__WORK REQUEST 1__
In the book review below, reproduce the passage that begins at the words "(See I Told" and stops after the words "of 363 pages.".
__WORK REQUEST 2__
Write what comes next in the review of Rush Limbaugh's book, picking up after its last sentence.

__EXCERPTED TEXT__
(See I Told You So, Rush Limbaugh)

It is not very often that a person has his own national television show,
radio show, and two books that have been on the "New York Times Best Seller
List." Rush Limbaugh happens to be one of these unique people, his radio
show is popular, his television show has the largest audience for a program
of its type and his new book is one of the best of its kind. Limbaugh always
backed up his comments with facts or statistics. While the book was
informative and factual, it was also very humorous. See, I Told You So was
definitely a conservative use of 363 pages.
Without question, Rush Limbaugh is a spokesperson for a conservative
majority within the United States. His book follows what he says on his
radio and television programs, which is a conservative and republican view on
issues. A few of the things he stresses in his book are that conservatives
are the silent majority and President Clinton cannot ruin this country in
four years. Although he stresses that conservatives are the majority, he
says that liberals are trying to regain control by forcing the public schools
get rid good things like the Bible and competition, and replace them with
"Outcome-Based Education". Most importantly, we need to motivate people to
pursue excellence and not feel sorry, pity and coddle underachievers.

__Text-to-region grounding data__
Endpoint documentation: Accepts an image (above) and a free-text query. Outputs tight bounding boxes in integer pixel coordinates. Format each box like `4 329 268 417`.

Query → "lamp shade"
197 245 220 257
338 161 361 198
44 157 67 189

__RESPONSE AREA 1__
(See I Told You So, Rush Limbaugh)

It is not very often that a person has his own national television show,
radio show, and two books that have been on the "New York Times Best Seller
List." Rush Limbaugh happens to be one of these unique people, his radio
show is popular, his television show has the largest audience for a program
of its type and his new book is one of the best of its kind. Limbaugh always
backed up his comments with facts or statistics. While the book was
informative and factual, it was also very humorous. See, I Told You So was
definitely a conservative use of 363 pages.

__RESPONSE AREA 2__
While the purpose of his book is to express these views, he also covers
many other topics from the environment, to Dan\'s Bake Sale. "The spectacle
was enough to drive a stake through the heart of liberalism (p.101)," says
Rush Limbaugh about Dan\'s Bake Sale. Sixty-five thousand people flocked to
Fort Collins, Colorado for what was called "Rushstock \'93." This all started
as a quest for Dan Kay to make $29.95 for a subscription to The Limbaugh
Letter and escalated to a full day event that even Limbaugh attended.
While Rush Limbaugh discusses many different controversial and serious
issues, he manages to make it entertaining. He makes these serious issues
amusing by sarcastic comments and pionting out the irony in government today.
Parts of the book are made for just entertainment like the Politically
Correct Liberal Dictionary and the Lies, Lies chapter in which Limbaugh
backs up his theory that, the Clinton administration, has cataloged an
"avalanche of false hoods" with 7 pages of Clinton\'s major contradictions.
Rush Limbaugh makes many controversial comments throughout his book, but
instead of just commenting, he supports what he says. An example is, when he
talks about the environment. He uses references to scientific studies, other
than just speculating. Limbaugh states, "Most scientists say a supernova
340,000 years ago disrupted 10 to 20 percent of the ozone, causing sunburn in
prehistoric man.... Man has never done anything close to the radiation and
explosive force of a supernova.... if prehistoric man merely got a sunburn,
how are we going to destroy the entire ozone with our air conditioners and
under arm deodorants and cause everybody to get cancer...." (p.178)
I thought this book was very intresting. I attribute this sucesss to the
fact that rarly has there been a radio/TV commentator who consistently makes
sense on so many subjects: taxess, environmentalism, animal rights, crime,
education, the inner cities, extreme feminism, government regulation and
Congress. See, I Told You So is a serious and important book, but Rush
Limbaugh, whatever your opinion of his politics, is an marvelous entertainer.